*COMPLETE THE FOLLOWING*.
a – According to the church assistance excerpt, which three deep fractures did the 1997 declaration say marked Germany?
b – From the church assistance excerpt, repeat word for word the part that opens with the words containing "2. CHURCH ASSISTANCE" and closes with "political elite discourse.".
c – Go on with the church assistance excerpt about the 1997 joint declaration from the point where it stops.

*SELECTED EXCERPT*.
2. CHURCH ASSISTANCE

The 1997 Joint Economic and Social Declaration of the evangelical and catholic churches developed in an extensive consultation process is ignored in the justice discourse of the political elites. Church groups and associations invoke this declaration more. In contrast, the text of a group of middle class Catholics and opinions of the bishops’ conference underlie the political elite discourse.

2.1 THE JOINT DECLARATION

In the 1997declaration, Germany was described as a country marked by three deep fractures between unemployed and employed persons, poor and rich and East- and West Germans. Four challenges were identified: the continuously high unemployment, the social security systems, the environmental threat and the pressure burdening nation states. Four normative models were formulated: (1) the right to paid work and a new understanding of labor, (2) rejection of a “pure market economy” and promotion of a liberal-social democracy including collective bargaining, industrial relations schemes and joint determination of employees, (3) the design of an ecological-social market economy and (4) new forms of an expanded solidarity beyond national borders. Four paths of reform were sketched: reorganization of social work guaranteeing the equality of men and women, social security protecting from poverty, ecological reorganization and new forms of solidarity.

*SUPPLIED RECORDS*.

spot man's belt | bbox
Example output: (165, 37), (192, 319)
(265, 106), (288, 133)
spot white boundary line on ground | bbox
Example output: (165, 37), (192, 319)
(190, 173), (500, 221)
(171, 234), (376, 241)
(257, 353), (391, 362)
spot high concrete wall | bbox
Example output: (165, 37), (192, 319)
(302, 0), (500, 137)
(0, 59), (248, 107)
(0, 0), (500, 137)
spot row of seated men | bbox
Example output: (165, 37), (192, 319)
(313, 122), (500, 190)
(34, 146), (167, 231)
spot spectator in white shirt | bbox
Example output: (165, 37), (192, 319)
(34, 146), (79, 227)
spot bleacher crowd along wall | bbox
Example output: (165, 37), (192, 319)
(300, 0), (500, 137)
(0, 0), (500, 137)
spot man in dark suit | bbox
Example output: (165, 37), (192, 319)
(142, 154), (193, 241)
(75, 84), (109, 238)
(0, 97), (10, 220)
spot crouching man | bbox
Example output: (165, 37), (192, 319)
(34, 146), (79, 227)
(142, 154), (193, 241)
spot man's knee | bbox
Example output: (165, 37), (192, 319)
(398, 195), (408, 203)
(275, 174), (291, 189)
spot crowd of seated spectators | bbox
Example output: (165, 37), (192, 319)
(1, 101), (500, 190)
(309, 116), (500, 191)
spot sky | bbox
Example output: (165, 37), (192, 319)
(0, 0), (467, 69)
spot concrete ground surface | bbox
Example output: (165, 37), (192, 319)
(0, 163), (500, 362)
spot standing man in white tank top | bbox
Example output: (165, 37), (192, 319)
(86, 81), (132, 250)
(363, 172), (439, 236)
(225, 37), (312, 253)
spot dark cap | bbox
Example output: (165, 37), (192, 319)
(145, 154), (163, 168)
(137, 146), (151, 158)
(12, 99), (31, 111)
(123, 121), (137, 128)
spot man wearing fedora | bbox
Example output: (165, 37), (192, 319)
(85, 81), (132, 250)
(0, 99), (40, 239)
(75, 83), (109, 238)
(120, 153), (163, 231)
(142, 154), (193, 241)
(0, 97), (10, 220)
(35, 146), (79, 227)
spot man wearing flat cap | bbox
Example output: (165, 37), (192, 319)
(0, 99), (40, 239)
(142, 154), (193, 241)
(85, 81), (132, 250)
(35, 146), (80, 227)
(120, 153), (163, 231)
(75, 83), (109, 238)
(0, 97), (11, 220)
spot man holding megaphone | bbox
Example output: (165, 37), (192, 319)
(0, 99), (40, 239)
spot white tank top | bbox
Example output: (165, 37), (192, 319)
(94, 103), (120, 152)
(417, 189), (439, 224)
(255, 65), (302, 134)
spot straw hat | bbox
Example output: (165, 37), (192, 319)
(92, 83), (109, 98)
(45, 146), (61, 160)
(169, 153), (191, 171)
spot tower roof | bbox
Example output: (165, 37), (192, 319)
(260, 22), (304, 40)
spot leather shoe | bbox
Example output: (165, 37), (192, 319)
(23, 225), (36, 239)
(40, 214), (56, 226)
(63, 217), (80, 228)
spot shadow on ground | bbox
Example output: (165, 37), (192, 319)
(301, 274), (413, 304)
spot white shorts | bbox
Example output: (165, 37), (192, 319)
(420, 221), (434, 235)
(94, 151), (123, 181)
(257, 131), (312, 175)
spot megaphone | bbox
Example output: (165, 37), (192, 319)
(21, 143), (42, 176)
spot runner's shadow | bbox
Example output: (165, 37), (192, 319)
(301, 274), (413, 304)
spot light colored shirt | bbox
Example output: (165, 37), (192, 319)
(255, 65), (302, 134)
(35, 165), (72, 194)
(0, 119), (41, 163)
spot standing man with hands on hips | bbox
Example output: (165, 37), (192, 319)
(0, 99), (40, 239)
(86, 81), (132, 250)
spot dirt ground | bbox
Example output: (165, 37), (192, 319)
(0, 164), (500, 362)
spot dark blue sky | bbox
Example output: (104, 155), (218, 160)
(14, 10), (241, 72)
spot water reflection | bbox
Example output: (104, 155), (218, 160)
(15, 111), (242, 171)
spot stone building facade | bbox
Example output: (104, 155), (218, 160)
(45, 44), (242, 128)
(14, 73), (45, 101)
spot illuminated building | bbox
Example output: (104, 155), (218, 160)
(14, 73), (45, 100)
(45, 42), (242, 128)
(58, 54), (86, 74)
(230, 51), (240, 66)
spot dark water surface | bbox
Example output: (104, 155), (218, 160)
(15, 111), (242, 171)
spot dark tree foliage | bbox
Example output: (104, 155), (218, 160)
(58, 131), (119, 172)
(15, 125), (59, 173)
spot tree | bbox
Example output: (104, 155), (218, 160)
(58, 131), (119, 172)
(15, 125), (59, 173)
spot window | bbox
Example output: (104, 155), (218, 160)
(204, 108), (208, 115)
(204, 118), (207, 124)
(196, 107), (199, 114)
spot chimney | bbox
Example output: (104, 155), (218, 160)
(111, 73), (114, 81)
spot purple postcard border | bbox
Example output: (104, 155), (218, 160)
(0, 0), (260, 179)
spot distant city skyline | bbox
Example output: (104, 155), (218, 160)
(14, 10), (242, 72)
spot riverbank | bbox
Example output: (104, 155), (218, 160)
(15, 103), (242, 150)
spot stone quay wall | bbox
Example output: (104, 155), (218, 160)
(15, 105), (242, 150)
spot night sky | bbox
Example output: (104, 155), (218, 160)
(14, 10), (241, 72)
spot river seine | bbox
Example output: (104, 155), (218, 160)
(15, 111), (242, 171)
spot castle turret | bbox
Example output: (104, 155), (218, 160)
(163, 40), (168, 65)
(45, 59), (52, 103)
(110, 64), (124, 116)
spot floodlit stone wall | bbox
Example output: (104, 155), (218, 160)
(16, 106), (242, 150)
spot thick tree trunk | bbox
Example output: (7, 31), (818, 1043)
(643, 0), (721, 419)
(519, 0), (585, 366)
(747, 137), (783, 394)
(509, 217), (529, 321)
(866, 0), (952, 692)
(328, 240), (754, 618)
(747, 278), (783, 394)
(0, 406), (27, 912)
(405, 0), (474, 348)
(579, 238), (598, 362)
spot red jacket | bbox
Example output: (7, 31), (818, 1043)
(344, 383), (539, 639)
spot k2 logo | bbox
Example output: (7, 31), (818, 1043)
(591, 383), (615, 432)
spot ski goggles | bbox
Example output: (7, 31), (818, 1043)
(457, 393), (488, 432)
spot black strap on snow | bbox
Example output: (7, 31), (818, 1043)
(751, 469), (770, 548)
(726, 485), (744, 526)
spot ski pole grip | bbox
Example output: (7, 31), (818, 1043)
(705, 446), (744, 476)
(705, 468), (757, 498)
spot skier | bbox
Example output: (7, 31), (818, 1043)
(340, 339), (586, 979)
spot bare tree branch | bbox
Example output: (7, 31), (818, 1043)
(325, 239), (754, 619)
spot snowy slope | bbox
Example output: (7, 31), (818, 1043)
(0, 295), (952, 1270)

*OUTPUTS FOR THE TASKS*.
a – The fractures between unemployed and employed persons, between poor and rich, and between East and West Germans.

b –
2. CHURCH ASSISTANCE

The 1997 Joint Economic and Social Declaration of the evangelical and catholic churches developed in an extensive consultation process is ignored in the justice discourse of the political elites. Church groups and associations invoke this declaration more. In contrast, the text of a group of middle class Catholics and opinions of the bishops’ conference underlie the political elite discourse.

c –
2.2 THE 2003 CATHOLIC BISHOPS’ TEXT

The text of prominent Catholics published at the end of 2003 and commissioned by the bishops bids farewell to the ecumene and consultation of the church base. Three central challenges are described: the demographic development, the erosion of forms of solidarity and structural unemployment. The description of an eroding solidarity is joined with an extremely exaggerated bashing of the social state that is only a caricature of the real social state. This caricature is an essential element of the reform deadlock in German. The social state is overstrained when it claims to regulate, order and organize all areas of human life. The social state is fixated on questions of distribution justice and redistribution of material goods and financial resources and has weakened solidarity and personal responsibility. From an original protection of the disadvantaged against the risks of poverty and distress, it has become an inscrutable thicket of transfer payments and claims to an increasingly comfortable normality. The social state has drained the foundations of social solidarity, undermined the willingness for other solidarities and weakened more than strengthened solidarity in the family and desire for children.

The text offers perspectives for long-term reforms. However these reforms strike four barriers. Firstly, there is the notorious German corporatism that favors short-term and particular interests so the organized interests of the unemployed, families, children and universal long-term interests are ignored. The second barrier is a social policy fixated on distribution that stresses legal claims to money transfer. Thirdly, federalism blocks the path of long-term reform. The fourth barrier is that institutions that consider the whole and the future do not exist.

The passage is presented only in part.